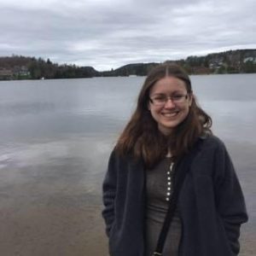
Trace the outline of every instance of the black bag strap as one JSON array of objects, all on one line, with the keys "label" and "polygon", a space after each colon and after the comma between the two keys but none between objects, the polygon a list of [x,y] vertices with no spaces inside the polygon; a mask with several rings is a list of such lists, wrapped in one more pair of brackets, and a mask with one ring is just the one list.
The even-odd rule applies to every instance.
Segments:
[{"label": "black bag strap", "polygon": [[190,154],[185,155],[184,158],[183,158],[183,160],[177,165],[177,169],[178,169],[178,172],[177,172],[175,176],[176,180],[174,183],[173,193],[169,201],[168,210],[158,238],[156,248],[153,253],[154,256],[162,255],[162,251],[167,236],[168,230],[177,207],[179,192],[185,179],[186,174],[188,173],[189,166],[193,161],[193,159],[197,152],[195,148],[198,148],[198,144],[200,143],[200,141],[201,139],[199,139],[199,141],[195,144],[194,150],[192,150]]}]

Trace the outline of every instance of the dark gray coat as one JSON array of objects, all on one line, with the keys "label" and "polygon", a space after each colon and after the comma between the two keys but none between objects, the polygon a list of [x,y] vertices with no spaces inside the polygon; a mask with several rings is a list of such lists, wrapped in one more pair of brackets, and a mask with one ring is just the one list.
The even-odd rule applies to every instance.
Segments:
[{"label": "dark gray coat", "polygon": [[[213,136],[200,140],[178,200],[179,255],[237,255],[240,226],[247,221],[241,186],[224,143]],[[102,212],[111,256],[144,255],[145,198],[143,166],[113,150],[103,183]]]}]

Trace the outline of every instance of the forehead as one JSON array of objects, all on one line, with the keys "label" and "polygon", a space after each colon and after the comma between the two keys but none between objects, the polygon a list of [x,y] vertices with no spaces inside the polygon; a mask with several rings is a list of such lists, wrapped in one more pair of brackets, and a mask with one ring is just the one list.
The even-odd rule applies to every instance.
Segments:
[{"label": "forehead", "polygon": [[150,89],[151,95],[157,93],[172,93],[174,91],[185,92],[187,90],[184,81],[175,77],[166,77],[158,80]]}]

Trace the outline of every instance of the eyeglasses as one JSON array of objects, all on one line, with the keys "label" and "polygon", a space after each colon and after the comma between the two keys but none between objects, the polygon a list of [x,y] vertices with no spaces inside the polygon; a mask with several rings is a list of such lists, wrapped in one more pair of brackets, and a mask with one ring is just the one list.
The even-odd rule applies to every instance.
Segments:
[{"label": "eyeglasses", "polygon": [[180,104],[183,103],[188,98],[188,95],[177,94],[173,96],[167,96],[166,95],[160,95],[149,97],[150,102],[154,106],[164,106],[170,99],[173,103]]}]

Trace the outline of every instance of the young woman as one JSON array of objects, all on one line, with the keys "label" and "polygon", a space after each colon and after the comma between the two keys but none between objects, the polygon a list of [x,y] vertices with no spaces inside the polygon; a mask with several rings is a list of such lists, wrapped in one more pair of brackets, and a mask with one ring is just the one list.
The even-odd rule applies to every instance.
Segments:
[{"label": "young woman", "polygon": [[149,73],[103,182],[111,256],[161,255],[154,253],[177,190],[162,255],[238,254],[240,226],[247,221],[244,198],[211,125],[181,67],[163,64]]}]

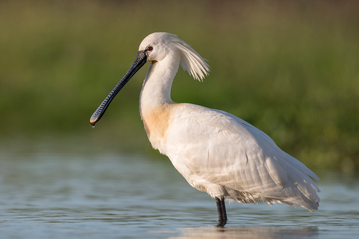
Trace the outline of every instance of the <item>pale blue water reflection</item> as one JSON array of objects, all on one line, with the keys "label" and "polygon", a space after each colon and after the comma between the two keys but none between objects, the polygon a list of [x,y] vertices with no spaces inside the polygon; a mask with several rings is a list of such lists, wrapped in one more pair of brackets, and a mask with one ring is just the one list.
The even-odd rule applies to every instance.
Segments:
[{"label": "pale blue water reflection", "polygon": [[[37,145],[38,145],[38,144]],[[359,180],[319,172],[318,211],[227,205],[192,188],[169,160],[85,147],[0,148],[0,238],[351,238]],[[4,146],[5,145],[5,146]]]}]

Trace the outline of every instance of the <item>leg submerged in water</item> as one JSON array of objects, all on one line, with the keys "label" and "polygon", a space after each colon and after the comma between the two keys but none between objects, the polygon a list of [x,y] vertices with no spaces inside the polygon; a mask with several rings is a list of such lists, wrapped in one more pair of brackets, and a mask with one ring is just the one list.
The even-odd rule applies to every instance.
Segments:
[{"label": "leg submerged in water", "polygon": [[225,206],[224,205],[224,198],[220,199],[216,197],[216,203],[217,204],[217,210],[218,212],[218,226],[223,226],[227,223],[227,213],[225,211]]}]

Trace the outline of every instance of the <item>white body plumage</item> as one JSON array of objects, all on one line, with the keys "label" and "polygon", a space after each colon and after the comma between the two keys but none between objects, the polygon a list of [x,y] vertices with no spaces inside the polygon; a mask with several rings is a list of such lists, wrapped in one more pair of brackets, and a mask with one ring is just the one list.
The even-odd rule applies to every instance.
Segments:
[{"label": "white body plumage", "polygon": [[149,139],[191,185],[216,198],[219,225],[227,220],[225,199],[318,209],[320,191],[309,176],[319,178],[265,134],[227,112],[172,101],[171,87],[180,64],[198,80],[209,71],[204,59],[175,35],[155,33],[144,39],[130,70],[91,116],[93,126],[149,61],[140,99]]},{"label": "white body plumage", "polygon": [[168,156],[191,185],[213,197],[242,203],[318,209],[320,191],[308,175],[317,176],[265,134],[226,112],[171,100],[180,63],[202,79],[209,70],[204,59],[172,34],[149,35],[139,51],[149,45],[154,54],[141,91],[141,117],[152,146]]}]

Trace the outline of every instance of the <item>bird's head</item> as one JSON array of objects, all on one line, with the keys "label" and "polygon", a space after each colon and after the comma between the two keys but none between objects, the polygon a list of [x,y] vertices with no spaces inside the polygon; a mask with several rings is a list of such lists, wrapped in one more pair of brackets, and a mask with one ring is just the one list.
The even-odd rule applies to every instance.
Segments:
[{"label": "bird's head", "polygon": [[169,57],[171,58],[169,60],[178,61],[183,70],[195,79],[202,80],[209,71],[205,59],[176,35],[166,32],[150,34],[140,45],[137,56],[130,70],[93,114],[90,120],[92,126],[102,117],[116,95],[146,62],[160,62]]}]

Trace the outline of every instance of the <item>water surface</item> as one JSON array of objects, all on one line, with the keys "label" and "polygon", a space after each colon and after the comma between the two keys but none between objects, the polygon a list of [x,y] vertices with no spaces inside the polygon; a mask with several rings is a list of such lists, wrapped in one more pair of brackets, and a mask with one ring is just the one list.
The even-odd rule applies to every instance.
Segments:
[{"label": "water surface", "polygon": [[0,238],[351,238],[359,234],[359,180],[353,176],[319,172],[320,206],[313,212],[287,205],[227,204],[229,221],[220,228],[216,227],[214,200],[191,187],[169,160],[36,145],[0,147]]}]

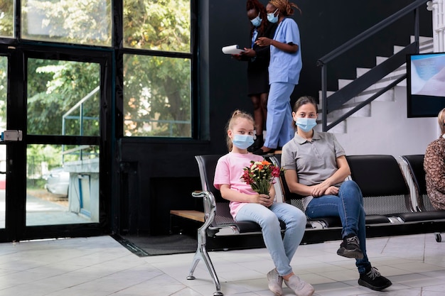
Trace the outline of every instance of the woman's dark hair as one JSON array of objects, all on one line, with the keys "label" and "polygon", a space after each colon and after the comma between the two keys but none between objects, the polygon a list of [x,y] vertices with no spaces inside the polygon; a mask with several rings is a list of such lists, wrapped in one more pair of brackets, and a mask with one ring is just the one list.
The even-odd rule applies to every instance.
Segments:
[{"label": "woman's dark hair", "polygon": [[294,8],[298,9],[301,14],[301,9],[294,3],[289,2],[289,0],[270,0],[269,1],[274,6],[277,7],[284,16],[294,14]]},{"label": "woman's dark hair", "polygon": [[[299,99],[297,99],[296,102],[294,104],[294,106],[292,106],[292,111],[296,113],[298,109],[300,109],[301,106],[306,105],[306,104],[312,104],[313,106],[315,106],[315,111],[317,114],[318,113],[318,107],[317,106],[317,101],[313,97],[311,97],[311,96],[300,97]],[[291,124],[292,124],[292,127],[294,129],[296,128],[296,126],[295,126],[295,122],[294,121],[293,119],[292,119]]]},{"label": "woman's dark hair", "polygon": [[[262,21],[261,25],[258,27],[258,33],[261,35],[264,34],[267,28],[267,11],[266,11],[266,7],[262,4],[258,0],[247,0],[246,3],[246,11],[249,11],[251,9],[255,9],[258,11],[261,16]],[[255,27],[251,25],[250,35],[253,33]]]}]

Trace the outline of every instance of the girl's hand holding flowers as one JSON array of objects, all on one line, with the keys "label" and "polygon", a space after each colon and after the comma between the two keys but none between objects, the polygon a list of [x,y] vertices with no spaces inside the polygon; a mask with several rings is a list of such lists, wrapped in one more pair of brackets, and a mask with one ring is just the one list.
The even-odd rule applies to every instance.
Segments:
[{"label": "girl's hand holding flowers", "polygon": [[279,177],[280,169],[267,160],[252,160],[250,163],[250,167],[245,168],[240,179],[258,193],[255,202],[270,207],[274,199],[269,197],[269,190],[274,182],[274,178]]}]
=====
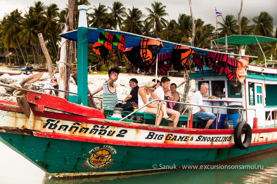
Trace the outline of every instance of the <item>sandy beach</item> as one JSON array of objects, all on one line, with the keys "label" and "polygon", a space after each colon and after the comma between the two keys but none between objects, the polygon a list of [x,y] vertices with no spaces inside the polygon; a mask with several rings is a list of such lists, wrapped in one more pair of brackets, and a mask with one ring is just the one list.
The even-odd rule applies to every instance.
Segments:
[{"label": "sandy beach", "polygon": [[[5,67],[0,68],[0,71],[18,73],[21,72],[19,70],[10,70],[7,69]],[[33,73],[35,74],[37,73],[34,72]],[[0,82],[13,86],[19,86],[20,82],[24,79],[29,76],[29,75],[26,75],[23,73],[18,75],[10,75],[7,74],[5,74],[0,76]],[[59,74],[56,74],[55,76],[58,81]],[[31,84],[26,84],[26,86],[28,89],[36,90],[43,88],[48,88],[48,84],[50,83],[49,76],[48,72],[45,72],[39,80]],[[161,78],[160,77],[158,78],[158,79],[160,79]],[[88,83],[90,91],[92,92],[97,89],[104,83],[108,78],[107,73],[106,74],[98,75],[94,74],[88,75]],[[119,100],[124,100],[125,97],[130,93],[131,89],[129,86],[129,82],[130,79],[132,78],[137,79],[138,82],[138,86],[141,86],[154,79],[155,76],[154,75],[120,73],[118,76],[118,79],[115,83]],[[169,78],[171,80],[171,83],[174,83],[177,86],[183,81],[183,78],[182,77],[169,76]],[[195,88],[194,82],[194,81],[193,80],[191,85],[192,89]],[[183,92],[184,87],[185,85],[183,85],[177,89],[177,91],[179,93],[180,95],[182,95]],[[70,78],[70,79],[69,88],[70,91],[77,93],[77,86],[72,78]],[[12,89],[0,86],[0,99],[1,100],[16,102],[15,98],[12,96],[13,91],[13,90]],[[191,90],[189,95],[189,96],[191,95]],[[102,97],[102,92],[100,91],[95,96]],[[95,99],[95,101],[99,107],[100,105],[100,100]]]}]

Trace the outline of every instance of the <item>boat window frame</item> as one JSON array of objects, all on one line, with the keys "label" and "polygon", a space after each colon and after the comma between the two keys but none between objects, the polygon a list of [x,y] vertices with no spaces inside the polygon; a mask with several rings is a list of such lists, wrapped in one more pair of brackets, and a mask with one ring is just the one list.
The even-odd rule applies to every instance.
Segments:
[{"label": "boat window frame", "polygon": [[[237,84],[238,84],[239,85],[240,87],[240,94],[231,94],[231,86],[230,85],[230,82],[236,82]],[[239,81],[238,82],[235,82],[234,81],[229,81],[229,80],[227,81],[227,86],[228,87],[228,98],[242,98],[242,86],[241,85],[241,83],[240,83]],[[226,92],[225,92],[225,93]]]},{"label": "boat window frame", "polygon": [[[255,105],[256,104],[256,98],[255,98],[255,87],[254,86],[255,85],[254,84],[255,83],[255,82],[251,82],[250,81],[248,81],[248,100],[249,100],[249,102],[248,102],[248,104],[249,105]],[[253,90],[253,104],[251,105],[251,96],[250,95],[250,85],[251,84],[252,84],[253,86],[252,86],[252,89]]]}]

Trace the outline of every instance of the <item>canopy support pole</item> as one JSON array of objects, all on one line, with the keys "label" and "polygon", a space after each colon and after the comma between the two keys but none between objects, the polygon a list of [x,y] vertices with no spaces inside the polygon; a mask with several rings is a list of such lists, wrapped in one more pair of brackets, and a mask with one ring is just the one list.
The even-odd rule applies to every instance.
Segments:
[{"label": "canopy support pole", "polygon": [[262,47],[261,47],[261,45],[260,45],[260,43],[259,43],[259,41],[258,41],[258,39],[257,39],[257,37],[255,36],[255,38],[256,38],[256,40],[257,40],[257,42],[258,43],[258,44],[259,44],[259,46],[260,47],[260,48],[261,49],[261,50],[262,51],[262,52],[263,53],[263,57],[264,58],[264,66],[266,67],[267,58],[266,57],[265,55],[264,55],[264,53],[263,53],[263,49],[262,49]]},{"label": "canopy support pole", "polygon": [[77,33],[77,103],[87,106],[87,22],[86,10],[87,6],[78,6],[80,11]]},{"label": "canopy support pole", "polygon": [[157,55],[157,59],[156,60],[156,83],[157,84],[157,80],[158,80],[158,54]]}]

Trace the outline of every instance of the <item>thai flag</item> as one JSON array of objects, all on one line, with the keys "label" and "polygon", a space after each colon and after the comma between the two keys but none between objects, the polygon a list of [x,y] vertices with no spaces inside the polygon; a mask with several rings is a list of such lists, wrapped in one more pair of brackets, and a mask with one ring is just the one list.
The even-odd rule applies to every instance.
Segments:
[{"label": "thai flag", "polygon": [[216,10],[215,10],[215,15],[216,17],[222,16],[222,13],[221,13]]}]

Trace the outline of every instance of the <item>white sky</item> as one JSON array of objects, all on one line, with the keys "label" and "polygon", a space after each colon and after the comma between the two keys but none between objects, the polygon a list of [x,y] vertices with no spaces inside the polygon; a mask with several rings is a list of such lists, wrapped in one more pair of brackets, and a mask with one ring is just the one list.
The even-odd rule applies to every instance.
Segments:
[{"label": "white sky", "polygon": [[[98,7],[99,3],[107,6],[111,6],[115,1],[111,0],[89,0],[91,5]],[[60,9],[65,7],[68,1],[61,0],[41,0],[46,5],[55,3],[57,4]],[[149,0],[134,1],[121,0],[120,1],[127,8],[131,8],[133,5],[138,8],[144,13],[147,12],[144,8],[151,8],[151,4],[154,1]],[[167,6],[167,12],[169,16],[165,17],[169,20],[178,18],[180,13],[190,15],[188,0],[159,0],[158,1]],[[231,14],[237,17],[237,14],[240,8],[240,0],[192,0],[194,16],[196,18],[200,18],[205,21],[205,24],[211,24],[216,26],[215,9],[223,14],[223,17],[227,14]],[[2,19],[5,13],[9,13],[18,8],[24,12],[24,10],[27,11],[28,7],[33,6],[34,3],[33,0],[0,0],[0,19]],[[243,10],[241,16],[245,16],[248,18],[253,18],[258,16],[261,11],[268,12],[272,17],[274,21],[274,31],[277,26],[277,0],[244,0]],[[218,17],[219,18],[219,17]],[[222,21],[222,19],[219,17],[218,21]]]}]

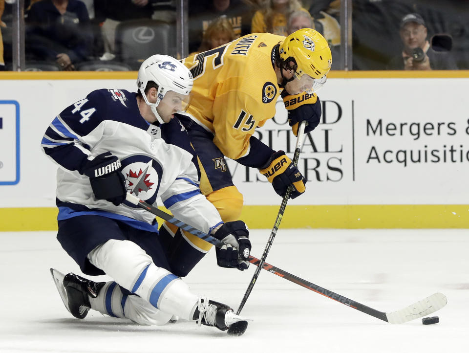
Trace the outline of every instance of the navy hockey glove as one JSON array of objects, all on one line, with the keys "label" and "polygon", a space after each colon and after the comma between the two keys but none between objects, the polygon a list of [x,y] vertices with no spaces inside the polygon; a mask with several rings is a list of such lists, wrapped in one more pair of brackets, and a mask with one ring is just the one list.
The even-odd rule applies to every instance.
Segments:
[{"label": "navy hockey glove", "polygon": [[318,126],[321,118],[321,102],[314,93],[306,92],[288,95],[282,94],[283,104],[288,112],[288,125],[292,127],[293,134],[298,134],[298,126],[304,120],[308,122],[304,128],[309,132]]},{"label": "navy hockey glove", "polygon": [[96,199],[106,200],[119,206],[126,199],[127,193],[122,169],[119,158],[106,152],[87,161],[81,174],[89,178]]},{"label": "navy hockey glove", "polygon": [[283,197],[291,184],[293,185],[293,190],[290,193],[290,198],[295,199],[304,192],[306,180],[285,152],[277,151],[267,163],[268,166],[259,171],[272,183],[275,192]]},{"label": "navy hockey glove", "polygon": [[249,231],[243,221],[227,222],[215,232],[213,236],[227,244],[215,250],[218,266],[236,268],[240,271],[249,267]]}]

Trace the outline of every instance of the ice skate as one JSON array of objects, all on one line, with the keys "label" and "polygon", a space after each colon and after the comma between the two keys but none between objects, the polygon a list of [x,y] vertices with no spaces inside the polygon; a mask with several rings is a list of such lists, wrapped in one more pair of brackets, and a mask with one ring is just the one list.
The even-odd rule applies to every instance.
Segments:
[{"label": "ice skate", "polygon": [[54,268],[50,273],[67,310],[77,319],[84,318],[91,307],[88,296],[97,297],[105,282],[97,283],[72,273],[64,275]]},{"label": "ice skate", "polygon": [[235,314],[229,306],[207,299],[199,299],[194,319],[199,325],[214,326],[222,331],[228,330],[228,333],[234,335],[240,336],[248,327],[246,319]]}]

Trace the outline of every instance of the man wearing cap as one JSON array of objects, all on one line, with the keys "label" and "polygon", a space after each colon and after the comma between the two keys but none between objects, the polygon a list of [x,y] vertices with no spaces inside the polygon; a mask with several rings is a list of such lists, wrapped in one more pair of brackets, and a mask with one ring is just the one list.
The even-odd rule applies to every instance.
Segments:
=====
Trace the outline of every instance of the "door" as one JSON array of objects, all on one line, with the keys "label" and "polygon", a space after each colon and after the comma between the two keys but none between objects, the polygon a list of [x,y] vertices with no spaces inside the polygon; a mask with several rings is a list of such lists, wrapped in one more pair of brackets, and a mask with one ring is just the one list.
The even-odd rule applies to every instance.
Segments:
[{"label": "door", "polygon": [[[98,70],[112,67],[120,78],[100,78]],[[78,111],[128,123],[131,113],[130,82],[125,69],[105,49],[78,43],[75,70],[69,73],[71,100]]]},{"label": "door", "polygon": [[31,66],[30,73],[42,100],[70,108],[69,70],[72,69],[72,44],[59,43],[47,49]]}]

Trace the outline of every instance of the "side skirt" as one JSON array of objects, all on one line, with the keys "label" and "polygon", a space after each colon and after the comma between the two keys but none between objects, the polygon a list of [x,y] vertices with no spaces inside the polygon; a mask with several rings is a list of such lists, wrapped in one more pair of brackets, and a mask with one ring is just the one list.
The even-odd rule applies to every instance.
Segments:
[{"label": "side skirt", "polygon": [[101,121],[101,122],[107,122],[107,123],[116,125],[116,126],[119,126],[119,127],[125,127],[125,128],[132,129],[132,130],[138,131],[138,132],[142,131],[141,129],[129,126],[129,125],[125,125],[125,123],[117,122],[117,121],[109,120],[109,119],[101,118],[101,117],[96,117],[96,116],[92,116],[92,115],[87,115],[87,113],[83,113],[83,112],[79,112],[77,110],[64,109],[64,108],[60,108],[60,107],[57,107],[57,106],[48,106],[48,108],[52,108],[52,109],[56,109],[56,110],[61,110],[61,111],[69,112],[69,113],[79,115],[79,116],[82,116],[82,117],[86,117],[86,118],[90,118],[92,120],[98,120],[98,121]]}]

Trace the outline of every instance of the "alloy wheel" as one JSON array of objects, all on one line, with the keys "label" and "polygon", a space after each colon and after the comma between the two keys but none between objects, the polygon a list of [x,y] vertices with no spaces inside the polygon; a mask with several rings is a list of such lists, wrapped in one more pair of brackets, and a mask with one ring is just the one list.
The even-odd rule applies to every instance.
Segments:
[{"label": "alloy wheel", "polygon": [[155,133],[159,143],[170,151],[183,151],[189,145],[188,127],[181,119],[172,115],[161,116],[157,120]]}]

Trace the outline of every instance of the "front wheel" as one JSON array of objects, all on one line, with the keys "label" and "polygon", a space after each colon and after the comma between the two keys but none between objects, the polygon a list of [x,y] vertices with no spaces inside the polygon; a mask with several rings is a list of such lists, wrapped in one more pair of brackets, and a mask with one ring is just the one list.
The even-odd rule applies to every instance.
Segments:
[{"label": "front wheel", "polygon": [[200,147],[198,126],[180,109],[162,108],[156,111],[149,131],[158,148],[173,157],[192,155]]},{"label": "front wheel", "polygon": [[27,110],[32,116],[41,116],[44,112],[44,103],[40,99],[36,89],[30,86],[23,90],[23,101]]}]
=====
Pull out every line of the items above that contains the string "hand". Case counts when matching.

Trace the outline of every instance of the girl's hand holding flowers as one JSON array of objects, all on one line, with the keys "label" and "polygon", a space after each colon and after the comma between the two keys but none between objects, the polygon a list of [x,y] vertices with no spaces inside the polygon; a mask with several rings is a list of such lists, wrapped in one more pair of brackets, and a mask with one ring is just the one list.
[{"label": "girl's hand holding flowers", "polygon": [[279,177],[280,169],[267,160],[252,160],[250,163],[250,167],[245,168],[240,179],[258,193],[255,202],[270,207],[274,199],[269,197],[269,190],[274,182],[274,178]]}]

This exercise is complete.